▶ **Supplied material**
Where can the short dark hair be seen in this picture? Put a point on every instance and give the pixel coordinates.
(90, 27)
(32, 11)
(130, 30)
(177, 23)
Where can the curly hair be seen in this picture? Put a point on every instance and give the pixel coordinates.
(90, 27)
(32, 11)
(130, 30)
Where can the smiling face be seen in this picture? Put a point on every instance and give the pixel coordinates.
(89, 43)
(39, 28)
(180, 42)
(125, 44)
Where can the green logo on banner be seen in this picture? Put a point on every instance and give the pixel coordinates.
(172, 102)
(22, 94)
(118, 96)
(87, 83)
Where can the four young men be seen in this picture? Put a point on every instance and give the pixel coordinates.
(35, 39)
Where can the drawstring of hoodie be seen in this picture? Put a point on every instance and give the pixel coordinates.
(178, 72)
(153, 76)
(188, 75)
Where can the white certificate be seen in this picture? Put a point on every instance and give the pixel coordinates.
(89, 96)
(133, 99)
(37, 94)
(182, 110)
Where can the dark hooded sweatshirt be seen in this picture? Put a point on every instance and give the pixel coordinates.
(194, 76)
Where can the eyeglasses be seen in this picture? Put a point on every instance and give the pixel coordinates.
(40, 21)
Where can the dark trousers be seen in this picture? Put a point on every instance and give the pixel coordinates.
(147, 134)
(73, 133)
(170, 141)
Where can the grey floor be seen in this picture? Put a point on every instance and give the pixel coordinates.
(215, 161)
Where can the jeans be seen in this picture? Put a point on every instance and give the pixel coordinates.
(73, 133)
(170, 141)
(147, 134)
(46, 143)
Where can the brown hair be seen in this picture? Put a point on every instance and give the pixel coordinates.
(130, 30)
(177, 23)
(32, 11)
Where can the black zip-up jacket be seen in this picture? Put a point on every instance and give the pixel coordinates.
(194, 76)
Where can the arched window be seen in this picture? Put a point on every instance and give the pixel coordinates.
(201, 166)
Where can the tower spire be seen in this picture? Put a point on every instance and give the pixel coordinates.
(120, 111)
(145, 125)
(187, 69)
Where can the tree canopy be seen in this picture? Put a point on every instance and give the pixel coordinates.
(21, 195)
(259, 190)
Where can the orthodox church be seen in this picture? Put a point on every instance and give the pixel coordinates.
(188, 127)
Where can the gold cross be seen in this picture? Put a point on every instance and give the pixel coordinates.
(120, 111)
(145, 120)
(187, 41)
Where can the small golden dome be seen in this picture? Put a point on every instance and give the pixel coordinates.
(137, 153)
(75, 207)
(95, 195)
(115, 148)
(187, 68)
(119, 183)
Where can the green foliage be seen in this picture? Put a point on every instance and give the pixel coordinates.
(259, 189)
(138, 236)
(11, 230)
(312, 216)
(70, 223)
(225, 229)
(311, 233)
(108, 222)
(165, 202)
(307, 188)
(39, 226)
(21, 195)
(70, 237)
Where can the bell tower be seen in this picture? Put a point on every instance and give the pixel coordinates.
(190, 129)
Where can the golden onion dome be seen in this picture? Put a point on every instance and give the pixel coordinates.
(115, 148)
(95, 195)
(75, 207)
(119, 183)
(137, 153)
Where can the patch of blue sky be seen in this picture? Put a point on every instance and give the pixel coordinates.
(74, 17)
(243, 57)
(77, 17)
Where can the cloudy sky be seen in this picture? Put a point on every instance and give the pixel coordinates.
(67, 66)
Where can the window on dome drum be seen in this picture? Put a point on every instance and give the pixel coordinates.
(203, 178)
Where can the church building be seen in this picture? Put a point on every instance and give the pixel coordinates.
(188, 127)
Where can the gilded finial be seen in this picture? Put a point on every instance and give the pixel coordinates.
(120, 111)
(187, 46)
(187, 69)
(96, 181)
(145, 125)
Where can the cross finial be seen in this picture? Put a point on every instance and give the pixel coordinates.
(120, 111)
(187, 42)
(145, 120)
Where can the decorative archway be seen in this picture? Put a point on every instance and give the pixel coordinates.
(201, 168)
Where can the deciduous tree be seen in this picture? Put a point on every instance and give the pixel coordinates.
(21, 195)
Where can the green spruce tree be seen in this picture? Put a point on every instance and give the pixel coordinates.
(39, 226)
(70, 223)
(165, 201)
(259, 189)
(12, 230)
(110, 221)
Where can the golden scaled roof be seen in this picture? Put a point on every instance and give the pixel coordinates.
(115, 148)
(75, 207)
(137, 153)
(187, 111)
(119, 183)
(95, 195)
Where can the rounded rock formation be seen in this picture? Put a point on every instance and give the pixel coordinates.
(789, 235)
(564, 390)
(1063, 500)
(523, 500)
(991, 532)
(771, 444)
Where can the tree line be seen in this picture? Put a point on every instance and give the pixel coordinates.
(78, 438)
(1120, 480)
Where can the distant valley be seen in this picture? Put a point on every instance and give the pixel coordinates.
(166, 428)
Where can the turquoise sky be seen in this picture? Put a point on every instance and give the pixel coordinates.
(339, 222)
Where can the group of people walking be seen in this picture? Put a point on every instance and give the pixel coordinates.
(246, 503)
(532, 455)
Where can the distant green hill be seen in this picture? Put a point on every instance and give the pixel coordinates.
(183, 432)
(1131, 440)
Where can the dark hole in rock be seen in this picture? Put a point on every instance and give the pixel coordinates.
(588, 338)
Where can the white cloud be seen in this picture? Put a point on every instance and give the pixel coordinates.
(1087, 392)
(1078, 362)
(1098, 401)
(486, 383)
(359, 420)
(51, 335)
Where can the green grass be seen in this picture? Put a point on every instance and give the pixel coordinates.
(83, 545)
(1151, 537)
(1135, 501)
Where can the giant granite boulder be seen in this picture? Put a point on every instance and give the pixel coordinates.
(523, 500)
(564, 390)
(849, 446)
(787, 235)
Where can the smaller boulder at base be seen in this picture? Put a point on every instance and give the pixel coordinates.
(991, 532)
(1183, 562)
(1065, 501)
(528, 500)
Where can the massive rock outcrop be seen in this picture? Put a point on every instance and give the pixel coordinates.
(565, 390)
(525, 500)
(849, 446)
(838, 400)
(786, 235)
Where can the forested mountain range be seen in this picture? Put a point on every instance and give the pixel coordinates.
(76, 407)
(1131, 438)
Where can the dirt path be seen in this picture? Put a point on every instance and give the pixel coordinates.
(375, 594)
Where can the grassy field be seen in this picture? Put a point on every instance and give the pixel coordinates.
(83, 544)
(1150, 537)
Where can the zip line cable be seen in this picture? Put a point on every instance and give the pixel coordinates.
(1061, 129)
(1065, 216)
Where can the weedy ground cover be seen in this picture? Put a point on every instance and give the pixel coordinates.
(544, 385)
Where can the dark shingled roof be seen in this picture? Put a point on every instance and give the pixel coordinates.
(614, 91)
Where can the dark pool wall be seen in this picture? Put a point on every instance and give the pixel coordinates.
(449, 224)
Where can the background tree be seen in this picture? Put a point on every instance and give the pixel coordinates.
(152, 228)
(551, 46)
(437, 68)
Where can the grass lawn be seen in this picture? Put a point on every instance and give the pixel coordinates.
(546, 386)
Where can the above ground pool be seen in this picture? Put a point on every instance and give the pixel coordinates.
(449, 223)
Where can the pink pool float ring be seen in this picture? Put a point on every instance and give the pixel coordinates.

▶ **Required action**
Could every record be printed again exactly as it reads?

▶ **Your solution**
Where can the short dark hair be seen in this picture? Put a point on every instance and give the pixel coordinates.
(90, 27)
(32, 11)
(130, 30)
(177, 23)
Where can the curly hair be seen in this picture? Put a point on every instance and give the pixel coordinates.
(90, 27)
(32, 11)
(130, 30)
Where can the smiling face be seen in this picture? Put a point on every instance and give the pixel coordinates.
(89, 43)
(39, 28)
(180, 42)
(125, 44)
Where can the green logo on banner be seen in this picture? Put a point on every instance and give the pixel coordinates.
(172, 102)
(22, 94)
(118, 96)
(87, 83)
Where can the four young men be seen in this picture? Put a point on every instance and give the pixel coordinates.
(35, 39)
Where can the drawstring of hoodie be seen in this picture? Put a point on every instance and give the pixel coordinates.
(178, 72)
(153, 76)
(188, 75)
Where can the white certificate be seen in this picture? Put a point on every instance and give the pixel coordinates.
(89, 96)
(133, 99)
(37, 94)
(182, 110)
Where can the dark hooded sweatshirt be seen in this picture? Put a point on every instance and give the pixel coordinates.
(194, 76)
Where can the eyeglasses be seen in this picture? Put a point on every instance and give the pixel coordinates.
(40, 21)
Where can the dark trousers be seen in this picture? Put a point on every instance and give the pixel coordinates.
(147, 134)
(73, 133)
(170, 141)
Where can the grey floor be seen in this picture? Put a point on every instance and give the pixel coordinates.
(215, 161)
Where can the jeans be seen in this picture? Put a point on every instance and give the pixel coordinates.
(73, 133)
(170, 141)
(147, 134)
(46, 143)
Where can the brown hair be seen in this picture? Put a point on every instance and give the pixel coordinates.
(130, 30)
(177, 23)
(32, 11)
Where can the black zip-up jacket be seen in this picture? Put a point on every instance and give the pixel coordinates.
(194, 76)
Where can the arched window be seen in this picture? Put a point on every instance and give the pixel coordinates.
(201, 166)
Where can the tower spire be seen in this picture? Put a point on every instance and give the pixel coordinates.
(120, 111)
(145, 125)
(187, 69)
Where can the tree canopy be seen in this picture? Put a point on every instance and give the pixel coordinates.
(21, 195)
(259, 190)
Where can the orthodox church be seen in this picture? Put a point on every instance and give the pixel coordinates.
(188, 127)
Where can the gold cross be seen in this picture? Put a point on every instance and give the pixel coordinates.
(120, 111)
(145, 120)
(187, 41)
Where can the small golden dome be seen in this picture? Put a point on every instance and give the pixel coordinates.
(137, 153)
(75, 207)
(95, 195)
(115, 148)
(187, 68)
(119, 183)
Where can the green foliage be seen in this picture? Put a point on every instance and give the pixel coordinates.
(259, 189)
(138, 236)
(11, 230)
(312, 216)
(70, 223)
(225, 229)
(311, 233)
(108, 222)
(165, 202)
(307, 188)
(39, 226)
(21, 195)
(70, 237)
Where can the bell tower be seen in this picture? Put a point on every instance and give the pixel coordinates.
(190, 129)
Where can the golden onion dome be seen in this picture? Put a point on every instance and give the pixel coordinates.
(115, 148)
(95, 195)
(75, 207)
(119, 183)
(137, 153)
Where can the patch of blue sky be seen in this picture? Put a point on every instance and give the pixel coordinates.
(74, 17)
(243, 57)
(77, 17)
Where can the cloudy sky be seen in this picture? Put a point on every instance and give the pixel coordinates.
(67, 66)
Where can the window on dome drum be seen in this picture? Put a point on every instance and give the pixel coordinates.
(203, 178)
Where can the church building be seen in this picture? Put a point on every instance and give the pixel coordinates.
(188, 127)
Where can the gilded finial be seen in this picture? Put a point on every instance and give the pixel coordinates.
(120, 111)
(187, 46)
(187, 69)
(96, 181)
(145, 125)
Where can the cross finial be seen in this picture? Put a point on every instance and give the pixel coordinates.
(120, 111)
(187, 42)
(145, 120)
Where can the decorative archway be seen in this picture? Put a point on every instance and give the pixel coordinates.
(201, 168)
Where can the deciduous tree be seen in this picture? Put a point on every instance and give the pixel coordinates.
(21, 195)
Where can the green spruce tree be seen in this picture? Put a point on every instance and give the pixel coordinates.
(39, 226)
(70, 223)
(165, 201)
(259, 189)
(12, 230)
(110, 221)
Where can the golden scaled roof be seen in this picture? Put a point on every instance and give the pixel coordinates.
(115, 148)
(75, 207)
(137, 153)
(187, 111)
(119, 183)
(95, 195)
Where can the rounded rock formation be seen in this picture? Put a point on every instance and give the pixel coordinates.
(789, 235)
(564, 390)
(1063, 500)
(523, 500)
(991, 532)
(771, 444)
Where can the tree line be seen in this picture? Put a point on every instance and give the pixel coordinates.
(78, 438)
(1120, 480)
Where can the distant valley be seen in this picture? Put a point on every instance and give the pixel coordinates.
(166, 428)
Where can the turquoise sky be seen in this picture? Put a point on every instance and give the pixel coordinates.
(339, 222)
Where can the group of people walking be seen in this picture? Put a point on every instance and give the pixel coordinates.
(246, 503)
(532, 455)
Where can the distant green hill be seen in this picture? Put a point on every instance and give the pixel coordinates.
(183, 432)
(1131, 440)
Where can the dark hole in rock be seen in this picture? Put a point on every instance and give the pixel coordinates.
(588, 338)
Where can the white cloud be seen in this picture? Put a point on every instance and give the pixel coordinates.
(1087, 392)
(1078, 362)
(1098, 401)
(486, 383)
(359, 420)
(51, 335)
Where can the green grass be seen in this picture? Put a point on every instance and give the pixel coordinates.
(83, 545)
(1151, 537)
(1135, 501)
Where can the giant granite boulder be seen in this picture? Put a point on every instance and give the pixel coordinates.
(523, 500)
(564, 390)
(849, 446)
(787, 235)
Where can the smaller boulder at base be seen in this picture? Put a point on every instance and give the pixel coordinates.
(991, 532)
(1183, 562)
(1065, 501)
(528, 500)
Where can the massive rock outcrop be seen in this picture? Put a point on every instance and give the pixel coordinates.
(565, 390)
(525, 500)
(849, 446)
(838, 400)
(786, 235)
Where can the forested mountain range be seen in this picture? Put a point on every instance and give the pixel coordinates.
(76, 407)
(1131, 438)
Where can the dirt path be seen in this picture? Put a point on every instance and give the pixel coordinates.
(375, 594)
Where can the grassy field be seen in this picture? Put a point on every instance and give the pixel coordinates.
(83, 544)
(1150, 537)
Where can the zip line cable be seen in this picture? Put a point on every instance and give the pixel coordinates.
(1061, 129)
(1065, 216)
Where can the weedy ground cover be seen in this picture? Put a point on every instance and give the pixel coordinates.
(544, 385)
Where can the dark shingled roof be seen in this picture? Put a point on every instance and give the pixel coordinates.
(614, 91)
Where can the dark pool wall be seen in this picture? Put a point on every instance and give the pixel coordinates.
(449, 224)
Where can the background tree be seen in this picture? Put a point on every instance and give the pixel coordinates.
(152, 228)
(551, 46)
(437, 68)
Where can the grass lawn be seen in this picture? Put a point on every instance and give the pixel coordinates.
(546, 386)
Where can the above ground pool be seen in this picture? Put a point on every instance and give the pixel coordinates.
(449, 223)
Where can the pink pool float ring be seen in this picture? Put a point on every instance and give the pixel coordinates.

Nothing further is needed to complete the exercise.